Start of Selected passage

VISTA converts each candidate clause into a feature, f, and evaluates f by learning a new model (e.g., the structure of a Bayesian network) that incorporates f. In principle, any structure learner could be used, but VISTA typically uses a tree-augmented Naive Bayes model (Friedman et al., 1997 ). VISTA evaluates each f by comparing the generalization ability of the current model FS versus a model learned over a feature set extended with f. VISTA does this by calculating the area under the precision-recall curve (AUC-PR) on a tuning set. AUC-PR is used because relational domains typically have many more negative examples than positive examples, and the AUC-PR ignores the potentially large number of true negative examples.² In each iteration, VISTA adds the feature f⁰ to FS that results in the largest improvement in the score of the model. In order to be included in the model, f⁰ must improve the score by a certain percentage-based threshold. This helps control overfitting by pruning relatively weak features that only improve the model score slightly. If no feature improves the model's score, then it simply proceeds to the next iteration.

3. LUCID

At a high-level, the key innovation of LUCID occurs when constructing feature definitions. Here, the algorithm has the ability to invent hierarchical clusters that pertain to a subset of the objects (i.e., constants) in the domain. Intuitively, constants that appear in the same grouping share some latent relationship. Discovering and exploiting the latent structure in the feature definitions provides several benefits. First, it allows for more compact feature definitions. Second, by aggregating across groups of objects, it helps identify important features that may not otherwise be deemed relevant by the learning algorithm.

End of Selected passage
Start of Dataset extract

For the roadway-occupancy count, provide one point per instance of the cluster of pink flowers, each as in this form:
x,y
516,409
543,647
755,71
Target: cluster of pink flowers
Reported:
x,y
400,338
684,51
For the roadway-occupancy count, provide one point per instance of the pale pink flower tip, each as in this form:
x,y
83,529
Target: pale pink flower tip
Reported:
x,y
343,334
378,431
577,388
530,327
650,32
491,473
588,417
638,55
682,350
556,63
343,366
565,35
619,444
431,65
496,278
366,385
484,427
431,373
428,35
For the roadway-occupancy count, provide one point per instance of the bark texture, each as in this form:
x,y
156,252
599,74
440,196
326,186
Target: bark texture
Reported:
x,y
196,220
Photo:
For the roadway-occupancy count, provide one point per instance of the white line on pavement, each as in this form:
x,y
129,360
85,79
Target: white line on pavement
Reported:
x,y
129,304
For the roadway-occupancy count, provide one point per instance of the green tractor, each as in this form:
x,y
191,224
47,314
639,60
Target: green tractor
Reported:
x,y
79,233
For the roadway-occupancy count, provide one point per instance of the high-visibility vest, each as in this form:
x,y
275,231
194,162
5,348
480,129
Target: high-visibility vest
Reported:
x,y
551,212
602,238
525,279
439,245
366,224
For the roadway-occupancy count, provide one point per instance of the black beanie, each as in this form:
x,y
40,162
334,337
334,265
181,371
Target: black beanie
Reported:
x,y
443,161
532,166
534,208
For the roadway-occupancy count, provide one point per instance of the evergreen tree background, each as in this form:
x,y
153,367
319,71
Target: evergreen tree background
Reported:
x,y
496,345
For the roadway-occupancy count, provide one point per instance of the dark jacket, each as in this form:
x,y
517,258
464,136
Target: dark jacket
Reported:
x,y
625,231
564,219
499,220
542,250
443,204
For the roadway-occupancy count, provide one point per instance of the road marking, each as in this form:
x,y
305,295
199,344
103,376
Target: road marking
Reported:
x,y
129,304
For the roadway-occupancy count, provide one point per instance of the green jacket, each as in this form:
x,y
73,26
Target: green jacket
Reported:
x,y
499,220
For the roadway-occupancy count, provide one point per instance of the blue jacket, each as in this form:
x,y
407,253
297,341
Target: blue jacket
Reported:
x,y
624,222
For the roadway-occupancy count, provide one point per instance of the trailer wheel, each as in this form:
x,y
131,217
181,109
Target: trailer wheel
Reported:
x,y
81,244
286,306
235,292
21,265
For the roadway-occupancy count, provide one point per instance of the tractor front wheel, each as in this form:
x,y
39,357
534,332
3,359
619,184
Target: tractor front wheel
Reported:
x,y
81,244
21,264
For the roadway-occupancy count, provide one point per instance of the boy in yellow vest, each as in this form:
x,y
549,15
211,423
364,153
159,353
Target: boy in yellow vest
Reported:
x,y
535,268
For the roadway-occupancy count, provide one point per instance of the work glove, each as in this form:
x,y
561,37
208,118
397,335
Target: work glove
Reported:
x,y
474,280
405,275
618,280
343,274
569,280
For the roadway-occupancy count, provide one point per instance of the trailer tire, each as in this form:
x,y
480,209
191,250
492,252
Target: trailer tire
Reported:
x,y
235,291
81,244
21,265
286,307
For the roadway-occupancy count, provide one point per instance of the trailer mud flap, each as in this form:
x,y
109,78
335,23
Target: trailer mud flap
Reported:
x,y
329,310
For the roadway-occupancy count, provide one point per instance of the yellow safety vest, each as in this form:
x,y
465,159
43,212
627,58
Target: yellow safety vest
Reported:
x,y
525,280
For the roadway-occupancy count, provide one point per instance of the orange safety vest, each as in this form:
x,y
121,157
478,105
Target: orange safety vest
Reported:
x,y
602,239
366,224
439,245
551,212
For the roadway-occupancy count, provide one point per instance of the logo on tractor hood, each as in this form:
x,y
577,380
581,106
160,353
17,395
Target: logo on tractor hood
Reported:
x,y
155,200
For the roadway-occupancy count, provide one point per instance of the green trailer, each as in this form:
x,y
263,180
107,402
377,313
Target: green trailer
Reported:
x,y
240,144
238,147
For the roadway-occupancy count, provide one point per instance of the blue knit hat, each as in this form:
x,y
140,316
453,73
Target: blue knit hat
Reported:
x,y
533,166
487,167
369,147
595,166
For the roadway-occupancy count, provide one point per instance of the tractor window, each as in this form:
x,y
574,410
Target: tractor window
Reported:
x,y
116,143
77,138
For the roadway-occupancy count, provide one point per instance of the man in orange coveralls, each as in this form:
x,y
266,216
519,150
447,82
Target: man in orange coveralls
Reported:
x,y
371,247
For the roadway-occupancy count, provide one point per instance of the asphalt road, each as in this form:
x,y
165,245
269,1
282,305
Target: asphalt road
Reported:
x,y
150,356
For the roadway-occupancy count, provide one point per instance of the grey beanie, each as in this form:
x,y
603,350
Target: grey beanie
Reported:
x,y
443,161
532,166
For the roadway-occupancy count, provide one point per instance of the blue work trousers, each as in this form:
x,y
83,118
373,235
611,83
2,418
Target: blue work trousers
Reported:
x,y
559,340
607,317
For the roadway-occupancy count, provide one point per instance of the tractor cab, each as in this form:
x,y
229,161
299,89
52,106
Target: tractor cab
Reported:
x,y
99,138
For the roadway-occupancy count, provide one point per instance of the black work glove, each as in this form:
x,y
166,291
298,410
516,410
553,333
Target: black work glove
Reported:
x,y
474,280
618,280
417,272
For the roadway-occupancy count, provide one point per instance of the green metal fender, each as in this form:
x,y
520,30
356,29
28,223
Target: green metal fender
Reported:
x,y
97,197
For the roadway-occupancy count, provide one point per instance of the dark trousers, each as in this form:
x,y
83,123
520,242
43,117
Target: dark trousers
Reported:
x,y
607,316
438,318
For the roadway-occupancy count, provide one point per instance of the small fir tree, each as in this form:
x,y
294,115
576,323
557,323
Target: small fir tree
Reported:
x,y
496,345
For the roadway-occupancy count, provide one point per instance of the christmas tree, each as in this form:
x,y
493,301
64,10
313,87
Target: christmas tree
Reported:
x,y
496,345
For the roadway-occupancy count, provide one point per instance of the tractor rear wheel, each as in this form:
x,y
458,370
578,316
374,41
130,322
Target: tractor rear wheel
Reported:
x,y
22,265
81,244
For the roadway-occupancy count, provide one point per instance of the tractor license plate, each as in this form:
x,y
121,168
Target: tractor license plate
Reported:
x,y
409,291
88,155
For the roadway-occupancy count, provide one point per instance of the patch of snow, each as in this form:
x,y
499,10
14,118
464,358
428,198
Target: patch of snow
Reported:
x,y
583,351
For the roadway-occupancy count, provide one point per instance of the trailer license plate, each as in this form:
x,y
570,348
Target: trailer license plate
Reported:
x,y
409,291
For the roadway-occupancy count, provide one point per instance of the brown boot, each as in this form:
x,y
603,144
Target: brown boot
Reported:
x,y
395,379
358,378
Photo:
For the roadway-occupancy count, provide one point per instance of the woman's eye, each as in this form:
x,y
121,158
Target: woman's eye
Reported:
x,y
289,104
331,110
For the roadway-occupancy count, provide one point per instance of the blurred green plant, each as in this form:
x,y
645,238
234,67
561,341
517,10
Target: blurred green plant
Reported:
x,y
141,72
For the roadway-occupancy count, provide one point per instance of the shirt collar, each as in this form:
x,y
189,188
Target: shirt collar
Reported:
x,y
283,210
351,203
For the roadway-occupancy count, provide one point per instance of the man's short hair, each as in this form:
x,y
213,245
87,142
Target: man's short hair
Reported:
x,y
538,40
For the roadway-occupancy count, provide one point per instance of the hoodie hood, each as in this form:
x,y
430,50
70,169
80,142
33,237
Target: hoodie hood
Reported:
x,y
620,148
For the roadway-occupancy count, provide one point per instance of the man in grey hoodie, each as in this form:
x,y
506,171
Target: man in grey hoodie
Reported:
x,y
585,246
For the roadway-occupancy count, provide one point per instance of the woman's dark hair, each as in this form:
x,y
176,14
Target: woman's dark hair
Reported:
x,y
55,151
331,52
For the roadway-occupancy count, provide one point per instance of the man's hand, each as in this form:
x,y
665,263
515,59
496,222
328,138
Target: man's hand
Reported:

End of Dataset extract

#### Your objective:
Extend the passage on VISTA and LUCID, picking up right after its final sentence.

#### Response for this exercise:
To illustrate the intuition behind LUCID, we use a running example about ADRs to the medication Warfarin™, which is a blood thinner commonly prescribed to patients at risk of having a stroke. However, Warfarin is known to increase the risk of internal bleeding for some patients. Consider the following feature definition:

$$\text{Drug}(\text{pid},\text{date}1,\text{Terconazole})\wedge \text{Weight}(\text{pid},\text{date}1,\text{w})\wedge \text{w}<120\Rightarrow \text{ADR}(\text{pid})$$ (1)

This rule applies only to those patients who satisfy all the conditions on the left hand side of rule. Conditioning on whether a patient has been prescribed Terconazole limits the applicability of this rule. Terconazole is an enzyme inducer, which is a type of medication known to elevate a patient's sensitivity to Warfarin. However, many other drugs in the enzyme inducer class (e.g., Rifampicin and Ketoconazolegive) are frequently prescribed instead of Terconazole, which makes this feature overly specific. A potentially stronger feature would replace Terconazole with an invented concept such as enzyme inducer or Warfarin elevator.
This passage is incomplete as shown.